Entscheidungsstichwort (Thema)

Entschädigung wegen Benachteiligung aufgrund Behinderung. keine Einladung zum Vorstellungsgespräch. Unterrichtungspflicht. Widerlegung

 

Leitsatz (amtlich)

1. Die Unterrichtungspflicht des § 81 Abs. 1 Satz 9 SGB IX bezieht sich nur auf den Tatbestand des § 81 Abs. 1 Satz 7 SGB IX und betrifft damit nur Fälle, in denen der Arbeitgeber seine Beschäftigungspflicht nicht erfüllt und die Schwerbehindertenvertretung oder eine in § 95 SGB IX genannte Vertretung mit der beabsichtigten Entscheidung nicht einverstanden ist.

2. Zur Widerlegung der Benachteiligungsvermutung kann sich der Arbeitgeber auf alle geeigneten objektiven Tatsachen berufen. Daran ist er nicht durch eine fehlende Unterrichtung nach § 81 Abs. 1 Satz 9 SGB IX gehindert. Allerdings kann sich ein öffentlicher Arbeitgeber nur auf solche Auswahlgründe stützen, die dokumentiert sind. Im Rahmen eines gerichtlichen Verfahrens ist zwar die Ergänzung, nicht aber die Nachholung der Dokumentation zulässig.

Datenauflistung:
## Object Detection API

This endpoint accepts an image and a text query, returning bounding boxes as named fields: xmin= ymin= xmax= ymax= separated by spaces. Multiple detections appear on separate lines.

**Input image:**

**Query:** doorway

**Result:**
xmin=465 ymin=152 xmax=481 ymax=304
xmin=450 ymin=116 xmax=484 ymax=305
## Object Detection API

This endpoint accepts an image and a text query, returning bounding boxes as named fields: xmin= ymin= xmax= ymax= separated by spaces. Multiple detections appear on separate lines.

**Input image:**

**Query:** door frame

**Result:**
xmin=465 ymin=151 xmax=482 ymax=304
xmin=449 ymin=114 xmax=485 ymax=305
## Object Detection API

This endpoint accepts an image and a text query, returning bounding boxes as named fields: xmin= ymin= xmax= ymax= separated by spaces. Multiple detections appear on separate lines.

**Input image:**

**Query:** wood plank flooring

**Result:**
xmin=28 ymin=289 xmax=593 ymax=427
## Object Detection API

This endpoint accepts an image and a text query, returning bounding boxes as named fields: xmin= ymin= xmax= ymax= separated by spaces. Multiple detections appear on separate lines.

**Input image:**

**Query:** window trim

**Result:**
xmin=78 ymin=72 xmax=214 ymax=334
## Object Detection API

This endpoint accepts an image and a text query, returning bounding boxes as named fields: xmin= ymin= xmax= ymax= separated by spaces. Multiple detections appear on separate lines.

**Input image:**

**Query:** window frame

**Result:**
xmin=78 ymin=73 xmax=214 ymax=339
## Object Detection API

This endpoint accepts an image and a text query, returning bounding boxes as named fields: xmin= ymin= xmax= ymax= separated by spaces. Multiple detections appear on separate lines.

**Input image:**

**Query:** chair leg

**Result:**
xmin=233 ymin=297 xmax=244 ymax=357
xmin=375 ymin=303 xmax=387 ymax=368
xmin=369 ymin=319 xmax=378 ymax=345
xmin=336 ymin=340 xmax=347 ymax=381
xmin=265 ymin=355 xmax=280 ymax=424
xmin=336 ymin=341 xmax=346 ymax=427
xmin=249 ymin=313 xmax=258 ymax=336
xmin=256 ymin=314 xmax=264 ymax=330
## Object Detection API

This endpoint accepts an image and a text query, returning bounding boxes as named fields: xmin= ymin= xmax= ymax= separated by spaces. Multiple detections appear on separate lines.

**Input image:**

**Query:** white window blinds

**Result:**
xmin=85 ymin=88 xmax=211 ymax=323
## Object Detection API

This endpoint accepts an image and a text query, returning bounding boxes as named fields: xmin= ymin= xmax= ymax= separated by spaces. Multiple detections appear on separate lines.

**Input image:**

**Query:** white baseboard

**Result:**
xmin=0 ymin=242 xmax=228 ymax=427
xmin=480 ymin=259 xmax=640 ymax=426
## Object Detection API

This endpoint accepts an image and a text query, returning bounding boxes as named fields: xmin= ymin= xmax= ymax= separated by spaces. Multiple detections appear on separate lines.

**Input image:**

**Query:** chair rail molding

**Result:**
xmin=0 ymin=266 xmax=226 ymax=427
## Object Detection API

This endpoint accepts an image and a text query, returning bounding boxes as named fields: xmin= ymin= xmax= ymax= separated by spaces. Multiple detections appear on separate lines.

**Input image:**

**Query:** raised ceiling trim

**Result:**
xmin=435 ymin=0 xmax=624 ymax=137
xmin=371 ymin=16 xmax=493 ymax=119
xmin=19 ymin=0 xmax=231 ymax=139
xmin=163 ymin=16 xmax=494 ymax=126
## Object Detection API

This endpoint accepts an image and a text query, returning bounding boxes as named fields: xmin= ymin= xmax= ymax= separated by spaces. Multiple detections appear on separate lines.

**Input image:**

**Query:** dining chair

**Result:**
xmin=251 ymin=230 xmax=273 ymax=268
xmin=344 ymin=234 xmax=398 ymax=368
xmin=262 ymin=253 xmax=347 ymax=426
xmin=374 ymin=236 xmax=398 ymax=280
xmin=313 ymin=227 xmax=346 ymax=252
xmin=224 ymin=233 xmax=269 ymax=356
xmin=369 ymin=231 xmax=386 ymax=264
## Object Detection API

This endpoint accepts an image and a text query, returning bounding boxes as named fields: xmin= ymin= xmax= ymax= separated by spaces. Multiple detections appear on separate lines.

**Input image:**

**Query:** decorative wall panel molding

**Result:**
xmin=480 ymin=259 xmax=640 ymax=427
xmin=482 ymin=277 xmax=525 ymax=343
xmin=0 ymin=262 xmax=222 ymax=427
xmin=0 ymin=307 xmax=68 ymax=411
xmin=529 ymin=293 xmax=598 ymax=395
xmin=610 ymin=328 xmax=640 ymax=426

• [AUFGABE A] Auf welche Auswahlgründe kann sich ein öffentlicher Arbeitgeber laut dem Textabschnitt nur stützen?
• [AUFGABE B] Bitte schreib die Zeilen der Datensätze vom Anfang bis zur Zeile mit „xmin=450 ymin=116 xmax=484 ymax=305“ einschließlich unverändert nieder.
Der Textabschnitt und die Datensätze haben unterschiedliche Quellen.

• [ANTWORT A] Nur auf solche Auswahlgründe, die dokumentiert sind.

• [ANTWORT B]
## Object Detection API

This endpoint accepts an image and a text query, returning bounding boxes as named fields: xmin= ymin= xmax= ymax= separated by spaces. Multiple detections appear on separate lines.

**Input image:**

**Query:** doorway

**Result:**
xmin=465 ymin=152 xmax=481 ymax=304
xmin=450 ymin=116 xmax=484 ymax=305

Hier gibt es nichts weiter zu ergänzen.